* _Source text_
The talk turned to the urban poor. In particular, how they might
be liberated from the ill effects of an unnatural meritocracy. All
agreed that education was key. Higher education: more, better,
costlier. As for how to the save the education system, our
progressive, urbane guests were not so sure.
Besides, this was a party. Who wants to be ants at a
picnic? Better to talk about how the nonprofit where one works has
established new, progressive programs for poor, inner-city students
— arts programs, mainly.
Here is where my desire to get along with my fiancée’s
friends is trumped by my compulsion to set the world straight, and
I open my big mouth.
Sure, you can take one or two kids from each inner-city
school and put them in some feel-good arts programs. Then, when
they graduate high school, they can try to find work making origami
and sidewalk murals for AT&T and Chrysler.
That is, if they graduate. In St. Louis’ public schools,
only half of students do.
My solution, received with the usual jeers and yawns of
approval, was a miracle of understatement: poor teens need to learn
a trade, and to hell with everything else. Okay, not
everything else. They still need to learn the three Rs,
and perhaps a bit of history. But in this one case, at least, we
should not be ashamed to emulate the European education system. In
Poland,
where I lived for a time, about 26 percent of students went to
college preparatory schools. That seemed
about right to me. Another 68 percent went to trade or vocational
high schools where they might learn anything from hairstyling to
teaching, music to plumbing. Unlike their suburban American
counterparts, who, at 18, begin four years of partying, sleeping in
and sleeping around, many of these Poles were busy beginning their
adult work lives.

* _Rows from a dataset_
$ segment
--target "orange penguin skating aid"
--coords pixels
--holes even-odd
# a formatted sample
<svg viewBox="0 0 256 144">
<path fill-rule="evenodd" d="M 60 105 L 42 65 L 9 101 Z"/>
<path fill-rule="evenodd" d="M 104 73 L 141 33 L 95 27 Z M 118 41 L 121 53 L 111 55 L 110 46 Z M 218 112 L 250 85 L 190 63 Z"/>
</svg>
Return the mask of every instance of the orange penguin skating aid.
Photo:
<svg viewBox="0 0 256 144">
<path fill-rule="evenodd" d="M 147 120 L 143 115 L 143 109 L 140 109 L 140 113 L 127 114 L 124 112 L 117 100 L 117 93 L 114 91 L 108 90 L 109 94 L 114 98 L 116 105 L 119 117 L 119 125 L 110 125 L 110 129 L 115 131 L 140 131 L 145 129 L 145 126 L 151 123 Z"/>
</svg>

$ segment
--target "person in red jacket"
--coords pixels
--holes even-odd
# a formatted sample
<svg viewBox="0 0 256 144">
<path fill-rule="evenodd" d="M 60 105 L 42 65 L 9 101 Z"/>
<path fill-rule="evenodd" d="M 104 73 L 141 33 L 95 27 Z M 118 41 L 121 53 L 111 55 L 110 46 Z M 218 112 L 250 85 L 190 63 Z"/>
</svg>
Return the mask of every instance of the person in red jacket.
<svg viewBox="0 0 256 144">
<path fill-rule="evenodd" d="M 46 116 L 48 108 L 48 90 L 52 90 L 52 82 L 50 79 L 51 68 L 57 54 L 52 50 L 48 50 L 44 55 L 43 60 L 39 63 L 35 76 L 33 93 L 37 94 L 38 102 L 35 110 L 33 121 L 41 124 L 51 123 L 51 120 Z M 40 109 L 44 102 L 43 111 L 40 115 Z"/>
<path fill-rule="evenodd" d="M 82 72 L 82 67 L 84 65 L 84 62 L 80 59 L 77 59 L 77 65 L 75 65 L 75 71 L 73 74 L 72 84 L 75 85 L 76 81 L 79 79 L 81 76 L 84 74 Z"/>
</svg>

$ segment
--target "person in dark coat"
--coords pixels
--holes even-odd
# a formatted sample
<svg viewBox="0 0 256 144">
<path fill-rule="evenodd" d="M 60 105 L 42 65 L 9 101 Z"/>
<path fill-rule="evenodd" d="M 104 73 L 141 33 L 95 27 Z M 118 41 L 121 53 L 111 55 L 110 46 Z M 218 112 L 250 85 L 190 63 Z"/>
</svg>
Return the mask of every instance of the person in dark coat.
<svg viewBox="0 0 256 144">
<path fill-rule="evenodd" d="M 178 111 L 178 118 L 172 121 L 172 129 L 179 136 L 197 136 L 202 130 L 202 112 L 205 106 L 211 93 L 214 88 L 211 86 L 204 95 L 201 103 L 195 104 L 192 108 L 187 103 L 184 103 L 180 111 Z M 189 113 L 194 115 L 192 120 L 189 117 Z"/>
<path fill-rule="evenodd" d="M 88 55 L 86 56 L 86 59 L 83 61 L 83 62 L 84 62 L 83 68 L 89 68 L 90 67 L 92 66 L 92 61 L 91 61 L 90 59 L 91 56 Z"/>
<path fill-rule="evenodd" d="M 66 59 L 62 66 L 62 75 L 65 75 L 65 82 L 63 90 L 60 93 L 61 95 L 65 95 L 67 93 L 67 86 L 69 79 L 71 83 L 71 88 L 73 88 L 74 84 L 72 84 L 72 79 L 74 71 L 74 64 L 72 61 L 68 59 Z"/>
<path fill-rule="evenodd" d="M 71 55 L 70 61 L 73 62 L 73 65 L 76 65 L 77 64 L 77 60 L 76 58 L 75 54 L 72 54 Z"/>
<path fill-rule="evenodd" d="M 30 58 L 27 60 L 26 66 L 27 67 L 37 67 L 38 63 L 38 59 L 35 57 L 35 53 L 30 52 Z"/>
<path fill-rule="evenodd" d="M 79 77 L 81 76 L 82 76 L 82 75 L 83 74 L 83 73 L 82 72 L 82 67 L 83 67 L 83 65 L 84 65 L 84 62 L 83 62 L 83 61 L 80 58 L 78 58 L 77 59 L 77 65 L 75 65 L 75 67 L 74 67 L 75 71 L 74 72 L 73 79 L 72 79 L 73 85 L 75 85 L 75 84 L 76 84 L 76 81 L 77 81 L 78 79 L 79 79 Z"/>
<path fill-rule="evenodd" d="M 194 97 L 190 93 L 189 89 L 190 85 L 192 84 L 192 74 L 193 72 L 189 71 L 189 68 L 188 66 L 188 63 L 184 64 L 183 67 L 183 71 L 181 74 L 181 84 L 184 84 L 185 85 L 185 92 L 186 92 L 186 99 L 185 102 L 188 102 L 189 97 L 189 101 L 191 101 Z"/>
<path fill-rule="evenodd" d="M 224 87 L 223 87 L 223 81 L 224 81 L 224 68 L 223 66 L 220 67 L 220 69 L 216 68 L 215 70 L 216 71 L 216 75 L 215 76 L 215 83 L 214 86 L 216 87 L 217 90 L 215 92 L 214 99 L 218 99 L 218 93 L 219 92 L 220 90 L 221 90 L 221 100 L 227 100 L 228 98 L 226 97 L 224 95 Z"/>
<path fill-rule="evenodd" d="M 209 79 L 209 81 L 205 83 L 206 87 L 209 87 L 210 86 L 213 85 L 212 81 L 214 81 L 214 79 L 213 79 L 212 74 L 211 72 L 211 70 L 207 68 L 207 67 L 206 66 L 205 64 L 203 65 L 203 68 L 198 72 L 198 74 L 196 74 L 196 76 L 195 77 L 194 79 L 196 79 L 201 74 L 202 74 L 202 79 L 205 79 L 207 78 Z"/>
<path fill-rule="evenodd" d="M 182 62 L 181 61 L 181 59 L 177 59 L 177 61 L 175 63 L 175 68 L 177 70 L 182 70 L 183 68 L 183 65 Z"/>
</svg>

* _Given instruction A_
Reproduce the passage of the essay on schooling for the urban poor starting with "The talk turned" and going on through "not so sure.".
* _Given instruction B_
State only the number of lines in the records that contain the string "dark".

* _Written answer A_
The talk turned to the urban poor. In particular, how they might
be liberated from the ill effects of an unnatural meritocracy. All
agreed that education was key. Higher education: more, better,
costlier. As for how to the save the education system, our
progressive, urbane guests were not so sure.

* _Written answer B_
2